**LIST OF TASKS**
**a.** In the reading text on the image of God and attachment, what is the title of Sue Johnson's couples therapy book for Christians?
**b.** Carry on the piece about the image of God and attachment from the point where it stops.
***** READING TEXT *****
Image of God and Attachment

I recently picked up Sue Johnson’s couples therapy book for Christians. It’s called Created for Connection. In the introduction Sue makes an interesting statement about the purpose of romantic love that reminded me of what I’ve been reading in various systematic theologies of the meaning of the phrase “image of God” or in latin “imago dei.” She writes:

“Emotional bonding is a wired-in survival code designed to keep loved ones close so that they will be there when we are in need. In order to truly thrive, we all need someone to depend on, a loved one who can offer reliable emotional connection and comfort. This partnership is the natural antidote to humanity’s greatest pain: being alone in the face of the uncertainty of life.”

Sue Johnson, (p. 6)

I see a striking similarity between how attachment theorists describe the core of both human identity and survival strategies as interpersonal in nature and how Michael Horton describes being “made in the image of God” according to Genesis 1:26 in his book Pilgrim Theology. He writes:

“God created us as covenant servants, and we will see the close connection between covenant and the ‘image of God’ below….The image of God (imago dei) is not something in us that is semi divine but something between us and God that constitutes a covenantal relationship. ‘The whole being, the whole human person and not just ‘something’ in us is the image of God,’ notes Bavinck. ‘Thus, a human being does not bear or have the image of God but is the image of God.'”

Michael Horton, (p.123)
***** EXERCISE DATA *****
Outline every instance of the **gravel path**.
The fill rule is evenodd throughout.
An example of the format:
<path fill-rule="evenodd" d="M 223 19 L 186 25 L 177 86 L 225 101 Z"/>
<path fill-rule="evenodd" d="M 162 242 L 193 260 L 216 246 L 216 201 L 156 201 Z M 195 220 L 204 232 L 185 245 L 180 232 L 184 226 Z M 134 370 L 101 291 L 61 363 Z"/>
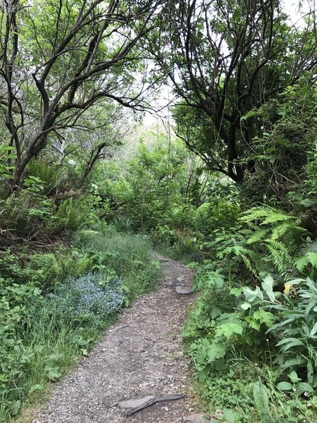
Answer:
<path fill-rule="evenodd" d="M 124 311 L 89 356 L 56 385 L 33 423 L 172 423 L 194 412 L 179 334 L 193 297 L 176 292 L 190 290 L 193 275 L 178 262 L 158 258 L 163 273 L 158 290 Z M 118 405 L 174 393 L 186 397 L 158 403 L 130 417 Z"/>

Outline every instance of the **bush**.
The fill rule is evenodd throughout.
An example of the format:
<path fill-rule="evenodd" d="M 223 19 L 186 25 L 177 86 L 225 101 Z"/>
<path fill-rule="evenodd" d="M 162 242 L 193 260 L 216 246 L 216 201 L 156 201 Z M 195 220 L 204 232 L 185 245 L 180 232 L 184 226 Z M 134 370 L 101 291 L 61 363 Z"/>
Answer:
<path fill-rule="evenodd" d="M 240 207 L 236 204 L 220 198 L 201 204 L 196 210 L 194 228 L 205 235 L 220 227 L 229 228 L 237 221 Z"/>
<path fill-rule="evenodd" d="M 120 286 L 118 279 L 106 281 L 102 274 L 86 274 L 60 285 L 50 295 L 50 303 L 57 314 L 70 319 L 85 315 L 102 322 L 122 307 Z"/>

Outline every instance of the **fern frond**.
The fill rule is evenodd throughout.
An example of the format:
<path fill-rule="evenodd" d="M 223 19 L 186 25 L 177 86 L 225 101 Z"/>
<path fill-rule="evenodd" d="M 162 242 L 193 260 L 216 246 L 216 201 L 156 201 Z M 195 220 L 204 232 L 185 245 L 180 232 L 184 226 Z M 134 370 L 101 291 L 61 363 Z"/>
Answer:
<path fill-rule="evenodd" d="M 272 262 L 280 274 L 283 276 L 287 269 L 293 266 L 294 260 L 288 247 L 280 241 L 271 240 L 266 243 L 271 253 Z"/>
<path fill-rule="evenodd" d="M 249 238 L 247 244 L 254 244 L 261 241 L 269 231 L 269 229 L 258 229 Z"/>

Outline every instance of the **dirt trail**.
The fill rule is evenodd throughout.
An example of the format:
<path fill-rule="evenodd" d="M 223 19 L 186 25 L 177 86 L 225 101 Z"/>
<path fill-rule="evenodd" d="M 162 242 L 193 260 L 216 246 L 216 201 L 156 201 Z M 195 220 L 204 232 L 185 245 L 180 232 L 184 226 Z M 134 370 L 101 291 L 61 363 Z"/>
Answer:
<path fill-rule="evenodd" d="M 33 423 L 173 423 L 195 412 L 180 338 L 193 297 L 176 292 L 177 285 L 178 292 L 190 290 L 193 275 L 178 262 L 158 258 L 163 277 L 158 290 L 124 311 L 89 356 L 57 385 Z M 158 403 L 131 417 L 118 405 L 174 393 L 186 397 Z"/>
*****
**ANSWERS GIVEN**
**a.** Created for Connection

**b.**
Horton goes on to focus on the interpersonal aspect of image bearing that makes humans different from all other creatures. For Horton, “What defines human personhood, on this account, is not so much what happens within the self (i.e. the relation and ranking of faculties), or in the cycles of nature, but what happens between persons (God and human beings) in history” (p. 124). I like this focus because it seems to parallel what attachment theories are also getting at, that a primary thing about humans is their nature as relational beings. It is not a perfect comparison, and I definitely see that. The imago dei also includes much more than defining humans as relational, but it is not less than that. Horton concludes his explanation of the interpersonal aspect of the imago dei by saying, “This covenantal relationship is not something added to human nature, but is essential to it. To exist as human beings is not to be a ‘thinking thing,’ a disembodied and unrelated ego, but is already to be enmeshed in a web of relationships: a society” (p.124).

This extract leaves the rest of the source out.